## WORK REQUIRED
Provide the data again in its entirety, exactly as given.

## EXTRACTED RECORDS
==*==
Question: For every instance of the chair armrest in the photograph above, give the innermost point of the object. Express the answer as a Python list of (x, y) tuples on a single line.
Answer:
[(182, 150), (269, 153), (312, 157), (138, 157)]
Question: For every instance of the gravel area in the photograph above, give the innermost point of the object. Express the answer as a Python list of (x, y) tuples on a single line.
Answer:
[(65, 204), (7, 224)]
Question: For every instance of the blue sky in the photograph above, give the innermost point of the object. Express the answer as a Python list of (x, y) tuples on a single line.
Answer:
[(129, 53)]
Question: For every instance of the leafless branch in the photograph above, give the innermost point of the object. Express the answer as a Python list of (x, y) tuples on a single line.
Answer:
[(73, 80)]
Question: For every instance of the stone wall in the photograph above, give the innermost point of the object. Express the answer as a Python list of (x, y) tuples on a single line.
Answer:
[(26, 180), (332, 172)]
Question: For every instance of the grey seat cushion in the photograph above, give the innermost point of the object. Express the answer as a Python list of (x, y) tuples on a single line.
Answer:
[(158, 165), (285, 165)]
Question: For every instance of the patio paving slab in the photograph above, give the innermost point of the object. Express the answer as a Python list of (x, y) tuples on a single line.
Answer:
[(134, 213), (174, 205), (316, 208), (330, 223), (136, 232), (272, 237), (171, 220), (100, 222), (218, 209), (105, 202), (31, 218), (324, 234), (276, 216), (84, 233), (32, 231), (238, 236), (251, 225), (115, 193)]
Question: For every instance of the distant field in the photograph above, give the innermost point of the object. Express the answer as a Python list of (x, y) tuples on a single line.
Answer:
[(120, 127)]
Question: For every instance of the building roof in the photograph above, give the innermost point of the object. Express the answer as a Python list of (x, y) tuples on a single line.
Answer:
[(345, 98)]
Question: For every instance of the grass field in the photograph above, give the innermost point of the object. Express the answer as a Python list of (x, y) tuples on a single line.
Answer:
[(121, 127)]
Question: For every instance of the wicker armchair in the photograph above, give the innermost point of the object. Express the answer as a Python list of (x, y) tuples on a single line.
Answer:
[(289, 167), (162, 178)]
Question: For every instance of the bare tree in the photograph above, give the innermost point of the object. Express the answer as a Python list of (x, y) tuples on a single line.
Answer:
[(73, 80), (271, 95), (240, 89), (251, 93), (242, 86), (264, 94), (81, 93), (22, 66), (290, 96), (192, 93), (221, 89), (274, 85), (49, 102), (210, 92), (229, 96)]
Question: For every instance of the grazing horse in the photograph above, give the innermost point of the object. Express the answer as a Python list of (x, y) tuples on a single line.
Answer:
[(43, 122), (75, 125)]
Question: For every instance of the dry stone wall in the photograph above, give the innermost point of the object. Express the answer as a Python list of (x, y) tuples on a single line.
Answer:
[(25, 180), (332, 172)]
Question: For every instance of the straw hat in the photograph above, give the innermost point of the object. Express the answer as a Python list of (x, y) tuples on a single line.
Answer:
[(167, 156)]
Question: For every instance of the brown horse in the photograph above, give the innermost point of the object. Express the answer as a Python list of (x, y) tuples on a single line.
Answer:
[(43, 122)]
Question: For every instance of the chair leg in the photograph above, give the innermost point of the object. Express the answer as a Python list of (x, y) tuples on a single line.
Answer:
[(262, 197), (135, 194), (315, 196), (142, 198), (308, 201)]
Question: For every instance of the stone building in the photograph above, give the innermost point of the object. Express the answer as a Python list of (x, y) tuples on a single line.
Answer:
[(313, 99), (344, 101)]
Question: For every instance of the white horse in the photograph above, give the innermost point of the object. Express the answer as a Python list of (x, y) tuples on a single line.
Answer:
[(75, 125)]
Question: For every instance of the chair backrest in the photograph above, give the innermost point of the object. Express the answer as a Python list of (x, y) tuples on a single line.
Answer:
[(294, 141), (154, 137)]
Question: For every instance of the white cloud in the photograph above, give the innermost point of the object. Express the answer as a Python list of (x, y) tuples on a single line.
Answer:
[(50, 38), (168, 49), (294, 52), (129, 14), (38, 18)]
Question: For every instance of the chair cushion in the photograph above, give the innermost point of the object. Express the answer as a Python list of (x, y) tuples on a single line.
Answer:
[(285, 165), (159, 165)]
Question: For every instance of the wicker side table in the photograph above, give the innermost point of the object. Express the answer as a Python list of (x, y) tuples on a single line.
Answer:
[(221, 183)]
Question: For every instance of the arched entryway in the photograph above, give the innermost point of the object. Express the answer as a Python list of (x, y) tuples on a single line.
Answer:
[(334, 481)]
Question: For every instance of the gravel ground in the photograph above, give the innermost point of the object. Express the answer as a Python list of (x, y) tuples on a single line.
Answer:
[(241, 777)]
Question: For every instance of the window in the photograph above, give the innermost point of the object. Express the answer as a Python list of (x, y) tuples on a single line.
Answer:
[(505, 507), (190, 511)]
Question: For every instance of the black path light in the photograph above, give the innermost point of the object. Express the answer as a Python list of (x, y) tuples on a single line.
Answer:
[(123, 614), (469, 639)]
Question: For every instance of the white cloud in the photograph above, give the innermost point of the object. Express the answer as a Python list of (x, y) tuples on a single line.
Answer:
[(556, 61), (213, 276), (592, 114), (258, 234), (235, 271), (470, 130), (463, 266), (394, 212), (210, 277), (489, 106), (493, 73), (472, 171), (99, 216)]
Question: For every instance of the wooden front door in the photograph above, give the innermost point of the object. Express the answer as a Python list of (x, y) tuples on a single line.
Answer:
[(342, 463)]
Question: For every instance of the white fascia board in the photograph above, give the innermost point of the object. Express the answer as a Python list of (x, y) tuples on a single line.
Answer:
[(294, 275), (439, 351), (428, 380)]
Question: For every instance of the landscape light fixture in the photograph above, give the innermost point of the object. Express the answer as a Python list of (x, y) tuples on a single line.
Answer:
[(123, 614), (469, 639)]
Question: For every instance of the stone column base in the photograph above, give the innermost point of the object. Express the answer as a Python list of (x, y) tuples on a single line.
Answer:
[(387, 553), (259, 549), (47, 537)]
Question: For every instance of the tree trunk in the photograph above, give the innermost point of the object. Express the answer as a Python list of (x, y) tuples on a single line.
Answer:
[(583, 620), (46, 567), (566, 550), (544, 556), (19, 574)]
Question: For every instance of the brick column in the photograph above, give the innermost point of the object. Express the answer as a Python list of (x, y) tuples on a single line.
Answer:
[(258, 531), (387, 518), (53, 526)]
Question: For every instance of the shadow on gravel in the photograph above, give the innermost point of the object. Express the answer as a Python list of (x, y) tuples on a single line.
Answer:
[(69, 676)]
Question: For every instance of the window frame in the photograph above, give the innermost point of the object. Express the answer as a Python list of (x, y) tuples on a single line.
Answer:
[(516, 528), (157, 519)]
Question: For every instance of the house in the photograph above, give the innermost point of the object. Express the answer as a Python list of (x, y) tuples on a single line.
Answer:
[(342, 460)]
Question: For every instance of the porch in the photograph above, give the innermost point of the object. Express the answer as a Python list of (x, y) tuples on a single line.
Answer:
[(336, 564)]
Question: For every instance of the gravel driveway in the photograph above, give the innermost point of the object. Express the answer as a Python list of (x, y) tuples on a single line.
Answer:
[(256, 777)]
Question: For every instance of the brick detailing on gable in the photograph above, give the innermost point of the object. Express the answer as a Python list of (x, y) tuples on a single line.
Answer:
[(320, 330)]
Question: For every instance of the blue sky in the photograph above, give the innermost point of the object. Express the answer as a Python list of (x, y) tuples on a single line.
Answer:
==*==
## TASK RESULT
Question: For every instance of the chair armrest in the photograph above, give the innermost point of the object. Express the answer as a Python list of (x, y) tuples on a single line.
Answer:
[(182, 150), (269, 153), (312, 157), (138, 157)]
Question: For every instance of the gravel area in the photograph above, give the innermost point of the object. Express the answer as a Python list of (x, y) tuples on a single line.
Answer:
[(65, 204), (7, 224)]
Question: For every instance of the blue sky in the photograph above, give the innermost point of the object. Express the answer as a Python list of (x, y) tuples on a single line.
Answer:
[(129, 53)]
Question: For every instance of the leafless branch in the photograph above, give the innermost point of the object. Express the answer as a Python list of (x, y) tuples on a single line.
Answer:
[(73, 80)]
Question: For every instance of the stone wall in the photograph above, give the innermost point of the object. Express the answer as a Python list of (x, y) tuples on a single line.
Answer:
[(26, 180), (332, 172)]
Question: For every instance of the grey seat cushion in the photograph above, give the innermost point of the object. Express the answer as a Python list of (x, y) tuples on a single line.
Answer:
[(158, 165), (285, 165)]
Question: For every instance of the patio paving slab in the photograph above, give the innermost point of the object. Express the answer as a Python list of (x, y) tuples on a single line.
Answer:
[(134, 213), (174, 205), (316, 208), (330, 223), (136, 232), (272, 237), (171, 220), (100, 222), (218, 209), (105, 202), (31, 218), (324, 234), (276, 216), (84, 233), (32, 231), (238, 236), (251, 225), (115, 193)]
Question: For every instance of the distant field in the photograph above, give the innermost point of the object. Express the answer as a Python list of (x, y) tuples on a single line.
Answer:
[(120, 127)]
Question: For every instance of the building roof in the photograph above, give the innermost point of the object. Express the answer as a Python list of (x, y) tuples on a single line.
Answer:
[(345, 98)]
Question: For every instance of the grass field in the photograph above, give the innermost point of the object. Express the answer as a Python list of (x, y) tuples on a single line.
Answer:
[(121, 127)]
Question: For every instance of the wicker armchair in the photograph above, give the innermost point of the object. Express the answer as a Python list of (x, y) tuples on a single line.
Answer:
[(289, 167), (162, 178)]
Question: For every instance of the bare tree in the photograph above, give the innermost point of the object. Express the answer as a Python list of (x, y) tuples on a single line.
Answer:
[(73, 80), (271, 95), (240, 89), (251, 93), (242, 86), (264, 94), (81, 93), (22, 66), (290, 96), (192, 93), (221, 89), (274, 85), (49, 102), (210, 92), (229, 96)]
Question: For every instance of the grazing horse in the photograph above, give the innermost point of the object. Express the answer as a Python list of (x, y) tuples on a single line.
Answer:
[(43, 122), (75, 125)]
Question: For every instance of the dry stone wall in the photograph above, give the innermost point of the object. Express the answer as a Python list of (x, y) tuples on a single line.
Answer:
[(25, 180), (332, 172)]
Question: For every instance of the straw hat in the photograph above, give the innermost point of the object. Express the answer as a Python list of (x, y) tuples on a single line.
Answer:
[(167, 156)]
Question: For every instance of the brown horse in the photograph above, give the innermost point of the object. Express the answer as a Python list of (x, y) tuples on a single line.
Answer:
[(43, 122)]
Question: For every instance of the chair leg in the photograph above, give the innermost point of the object. Express the answer as a Python list of (x, y) tuples on a single line.
Answer:
[(262, 197), (135, 194), (315, 196), (142, 198), (308, 201)]
Question: For every instance of the stone building in the photograph above, give the innermost point of the object. Express the answer as a Python list of (x, y) tuples on a single line.
Answer:
[(313, 99), (344, 101)]
Question: For every instance of the white horse in the photograph above, give the innermost point of the object. Express the answer as a Python list of (x, y) tuples on a single line.
Answer:
[(75, 125)]
Question: For every instance of the chair backrest in the photograph above, give the innermost point of the object. Express the answer as a Python list of (x, y) tuples on a single line.
Answer:
[(294, 141), (154, 137)]
Question: For every instance of the white cloud in the photograph above, give the innermost point of the object. Express the answer as a Python list of (x, y) tuples on a single line.
Answer:
[(50, 38), (168, 49), (294, 52), (129, 14), (38, 18)]
Question: For every instance of the chair cushion in the photograph above, give the innermost point of the object. Express the answer as a Python list of (x, y) tuples on a single line.
Answer:
[(285, 165), (159, 165)]
Question: For every instance of the wicker side table in the photograph above, give the innermost point of the object. Express the answer as a Python list of (x, y) tuples on a single line.
Answer:
[(221, 183)]
Question: For every instance of the arched entryway in the photograph above, give the innermost point of the object. Express the answer as a Python list of (x, y) tuples on a single line.
Answer:
[(334, 481)]
Question: For every instance of the gravel ground in the photograph above, give the innermost point of the object. Express the answer as a Python list of (x, y) tuples on a single line.
Answer:
[(241, 777)]
Question: For every instance of the window in the photograph above, give the innermost point of the object. Express the answer as a Python list of (x, y) tuples on a single line.
Answer:
[(505, 507), (190, 511)]
Question: For every instance of the black path light in the photograph above, give the innermost point of the object. Express the answer as a Python list of (x, y) tuples on a single line.
Answer:
[(123, 614), (469, 639)]
Question: For every instance of the white cloud in the photograph above, give the innermost point of the object. Express the answer as a Python list of (x, y) tuples on a single line.
Answer:
[(556, 61), (213, 276), (592, 114), (258, 234), (235, 271), (470, 130), (463, 266), (394, 212), (210, 277), (489, 106), (493, 73), (472, 171), (99, 216)]
Question: For every instance of the wooden front door in the photograph above, give the innermost point of the object. Express the answer as a Python list of (x, y) tuples on a single line.
Answer:
[(342, 463)]
Question: For every instance of the white fascia board in the photograph above, give the innermost point of the object. Express the answer as a Python list of (x, y) tuples on a single line.
Answer:
[(294, 275), (439, 351), (428, 380)]
Question: For every instance of the landscape light fixture in the photograph above, give the innermost point of the object. Express the answer as a Python list of (x, y) tuples on a single line.
Answer:
[(123, 614), (469, 639)]
Question: For every instance of the stone column base in the photograph above, give the innermost point of the object. Express the answer as a Python list of (x, y) tuples on a single line.
Answer:
[(387, 553), (259, 549), (47, 537)]
Question: For every instance of the tree trunk in the photograph above, give the innermost point of the object. Express the answer as a Python list of (x, y) tuples on a single line.
Answer:
[(583, 620), (46, 567), (566, 550), (544, 556), (19, 574)]
Question: For every instance of the brick column in the photograph above, give the innermost point of the object. Express the answer as a Python list of (x, y) tuples on a single line.
Answer:
[(258, 531), (387, 518), (53, 526)]
Question: For every instance of the shadow on gravel in the photograph above, give the innermost point of the object. Express the answer as a Python list of (x, y) tuples on a single line.
Answer:
[(69, 676)]
Question: For every instance of the window frame in the photograph above, give the innermost point of the object. Express the answer as a Python list of (x, y) tuples on a single line.
Answer:
[(516, 528), (157, 519)]
Question: For every instance of the house in the photograph above, give the innermost point of the object. Express the answer as a Python list of (x, y) tuples on a single line.
Answer:
[(342, 460)]
Question: For every instance of the porch in the photograph above, give the innermost point of the object. Express the answer as a Python list of (x, y) tuples on a single line.
Answer:
[(336, 564)]
Question: For every instance of the gravel driveway in the photograph above, give the innermost point of the object. Express the answer as a Python list of (x, y) tuples on a single line.
Answer:
[(256, 777)]
Question: For every instance of the brick detailing on gable in the photograph above, give the innermost point of the object. Express the answer as a Python list of (x, y) tuples on a single line.
Answer:
[(320, 330)]
Question: For every instance of the blue sky in the photograph above, give the innermost point of the object. Express the answer as a Python list of (x, y) tuples on a single line.
Answer:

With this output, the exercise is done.